• [Do this]: Each entry below is to be extracted exactly.

• [Data for the task]:
_ _ _ _ _

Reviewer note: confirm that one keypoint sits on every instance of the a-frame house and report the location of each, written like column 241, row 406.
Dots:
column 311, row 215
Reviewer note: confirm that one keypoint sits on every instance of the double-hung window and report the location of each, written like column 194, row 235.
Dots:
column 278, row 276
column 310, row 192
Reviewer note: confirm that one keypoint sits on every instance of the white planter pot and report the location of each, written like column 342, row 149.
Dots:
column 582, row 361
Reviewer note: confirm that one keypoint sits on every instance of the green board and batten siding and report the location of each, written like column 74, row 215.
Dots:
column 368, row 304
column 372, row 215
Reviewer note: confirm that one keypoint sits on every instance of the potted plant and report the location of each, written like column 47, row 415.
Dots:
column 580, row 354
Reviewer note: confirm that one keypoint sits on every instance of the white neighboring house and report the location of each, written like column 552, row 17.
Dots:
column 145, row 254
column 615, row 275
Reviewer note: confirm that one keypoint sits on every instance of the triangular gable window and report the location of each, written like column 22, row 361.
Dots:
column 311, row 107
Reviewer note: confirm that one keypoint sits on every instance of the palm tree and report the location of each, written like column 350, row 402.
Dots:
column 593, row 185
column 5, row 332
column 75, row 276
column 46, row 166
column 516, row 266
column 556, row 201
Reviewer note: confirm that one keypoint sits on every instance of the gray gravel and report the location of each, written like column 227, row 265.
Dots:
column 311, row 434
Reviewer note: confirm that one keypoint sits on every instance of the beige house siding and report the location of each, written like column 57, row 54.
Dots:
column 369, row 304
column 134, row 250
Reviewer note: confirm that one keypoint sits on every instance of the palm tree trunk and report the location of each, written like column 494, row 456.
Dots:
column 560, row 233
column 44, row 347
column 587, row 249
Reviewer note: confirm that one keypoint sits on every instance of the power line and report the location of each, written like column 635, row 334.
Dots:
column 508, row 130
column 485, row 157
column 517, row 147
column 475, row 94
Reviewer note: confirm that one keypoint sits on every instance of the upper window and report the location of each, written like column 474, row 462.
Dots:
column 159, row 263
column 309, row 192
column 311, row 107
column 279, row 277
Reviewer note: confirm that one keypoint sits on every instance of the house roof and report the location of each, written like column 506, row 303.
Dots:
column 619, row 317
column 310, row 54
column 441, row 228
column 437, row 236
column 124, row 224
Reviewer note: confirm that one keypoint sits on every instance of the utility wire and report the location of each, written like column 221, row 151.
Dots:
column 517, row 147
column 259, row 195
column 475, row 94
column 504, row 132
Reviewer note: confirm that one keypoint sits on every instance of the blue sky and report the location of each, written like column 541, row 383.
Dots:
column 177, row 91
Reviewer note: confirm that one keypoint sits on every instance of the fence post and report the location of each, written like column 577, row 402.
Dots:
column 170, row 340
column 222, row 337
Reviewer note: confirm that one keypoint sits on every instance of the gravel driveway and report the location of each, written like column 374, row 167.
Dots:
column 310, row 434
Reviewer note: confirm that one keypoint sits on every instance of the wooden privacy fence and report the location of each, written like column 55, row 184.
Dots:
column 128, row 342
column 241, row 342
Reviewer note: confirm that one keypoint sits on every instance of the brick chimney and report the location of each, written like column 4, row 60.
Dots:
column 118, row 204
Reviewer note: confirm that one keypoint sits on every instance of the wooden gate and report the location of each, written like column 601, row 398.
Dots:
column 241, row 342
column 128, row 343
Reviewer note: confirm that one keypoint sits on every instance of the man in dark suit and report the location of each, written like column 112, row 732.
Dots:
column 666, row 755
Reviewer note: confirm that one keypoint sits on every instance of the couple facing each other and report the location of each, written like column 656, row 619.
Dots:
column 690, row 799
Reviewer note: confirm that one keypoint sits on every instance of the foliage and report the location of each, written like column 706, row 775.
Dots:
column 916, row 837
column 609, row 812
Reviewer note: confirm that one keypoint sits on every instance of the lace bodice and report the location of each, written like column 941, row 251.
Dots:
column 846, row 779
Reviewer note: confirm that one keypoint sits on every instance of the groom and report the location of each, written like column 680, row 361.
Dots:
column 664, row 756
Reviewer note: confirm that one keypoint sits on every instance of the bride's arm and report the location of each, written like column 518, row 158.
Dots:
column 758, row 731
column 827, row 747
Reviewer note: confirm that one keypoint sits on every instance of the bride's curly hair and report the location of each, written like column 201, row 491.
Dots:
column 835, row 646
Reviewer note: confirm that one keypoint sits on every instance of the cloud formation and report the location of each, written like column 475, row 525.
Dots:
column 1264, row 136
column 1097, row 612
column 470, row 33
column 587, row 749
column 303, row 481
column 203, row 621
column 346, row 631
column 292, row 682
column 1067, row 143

_ _ _ _ _

• [Response]:
Reviewer note: confirm that one keypoint sits on every instance of the a-frame house and report the location of each, written like column 241, row 406.
Dots:
column 311, row 215
Reviewer note: confirm that one keypoint sits on every instance of the double-hung window and report the location of each, written like column 194, row 235.
Dots:
column 278, row 276
column 310, row 192
Reviewer note: confirm that one keypoint sits on every instance of the white planter pot and report the location of each, written like column 342, row 149.
Dots:
column 582, row 361
Reviewer note: confirm that one keypoint sits on every instance of the green board and batten siding and report the location of each, written like column 74, row 215.
Dots:
column 368, row 304
column 372, row 215
Reviewer note: confirm that one keypoint sits on every instance of the potted plant and report the location of each, written like column 47, row 415.
Dots:
column 580, row 354
Reviewer note: confirm that one keypoint sits on every instance of the white neighboring house and report the location of each, written like column 552, row 17.
Dots:
column 145, row 254
column 615, row 275
Reviewer note: confirm that one keypoint sits on every instance of the triangular gable window and report the location of each, written like column 22, row 361.
Dots:
column 311, row 107
Reviewer note: confirm that one keypoint sits on every instance of the palm tree and report the location of each, written like column 350, row 402.
Dots:
column 593, row 185
column 5, row 332
column 75, row 276
column 46, row 166
column 516, row 266
column 556, row 201
Reviewer note: confirm that one keypoint sits on every instance of the gray gravel and report the location of each, written like column 227, row 265.
Dots:
column 311, row 434
Reviewer note: confirm that one keypoint sits on every instance of the beige house siding and report the location of each, written like column 57, row 54.
Dots:
column 369, row 304
column 134, row 250
Reviewer note: confirm that one keypoint sits on every instance of the palm tree trunk and report the location of each, written like column 494, row 456.
Dots:
column 560, row 233
column 44, row 347
column 587, row 249
Reviewer note: confirm that one keypoint sits on every instance of the power line and report the location of each, written like column 635, row 334.
Dots:
column 508, row 130
column 485, row 157
column 517, row 147
column 475, row 94
Reviewer note: confirm that one keypoint sits on every instance of the upper window and report the location of each, written like column 474, row 462.
Dots:
column 159, row 263
column 309, row 192
column 311, row 107
column 279, row 277
Reviewer note: confirm that one keypoint sits on every instance of the house roof and report the location of each, written like column 506, row 303.
Dots:
column 619, row 317
column 310, row 54
column 441, row 228
column 437, row 236
column 124, row 224
Reviewer note: confirm that one keypoint sits on every instance of the utility wire and report the location of each, written like column 221, row 151.
Dots:
column 517, row 147
column 259, row 195
column 475, row 94
column 504, row 132
Reviewer note: confirm that one keypoint sits on every instance of the blue sky and report the location of each, written like column 541, row 383.
Dots:
column 177, row 91
Reviewer note: confirm that one keypoint sits on every instance of the fence post and report the location of each, written like column 577, row 402.
Dots:
column 170, row 340
column 222, row 337
Reviewer note: confirm that one keypoint sits on every instance of the gravel driveway and report the location of each, written like column 374, row 167.
Dots:
column 310, row 434
Reviewer note: confirm that one keypoint sits on every instance of the wooden privacy fence and report the location of each, written like column 55, row 184.
Dots:
column 128, row 342
column 241, row 342
Reviewer note: confirm that one keypoint sits on every instance of the brick chimney and report the location of each, written like column 4, row 60.
Dots:
column 118, row 204
Reviewer note: confirm that one keypoint sits on every instance of the wooden gate and report the location of each, written like column 601, row 398.
Dots:
column 241, row 342
column 128, row 343
Reviewer note: confirm that one keypoint sits on every instance of the man in dark suit and report the location of each, written like column 112, row 732.
Dots:
column 666, row 755
Reviewer note: confirm that one keypoint sits on every instance of the couple facing each other and report the location of each, written like column 656, row 619.
Dots:
column 690, row 799
Reviewer note: confirm that one keypoint sits on every instance of the foliage and report the location of each, written like column 706, row 775.
Dots:
column 916, row 837
column 609, row 812
Reviewer note: confirm that one keypoint sits on every instance of the lace bodice and report the location of each, written like column 941, row 251.
Dots:
column 846, row 779
Reviewer note: confirm that one keypoint sits on every instance of the groom and report the location of each, written like column 680, row 361.
Dots:
column 664, row 756
Reviewer note: confirm that one keypoint sits on every instance of the bride's arm and report the location of each, written like column 518, row 158.
Dots:
column 758, row 731
column 827, row 747
Reviewer note: confirm that one keypoint sits on every instance of the bride's curly hair and report the location of each, written like column 201, row 491.
Dots:
column 835, row 646
Reviewer note: confirm that one keypoint sits on every instance of the cloud formation and report the location of each, written like column 475, row 525.
Dots:
column 1264, row 136
column 1097, row 612
column 470, row 33
column 587, row 749
column 303, row 481
column 203, row 621
column 346, row 631
column 292, row 682
column 1067, row 143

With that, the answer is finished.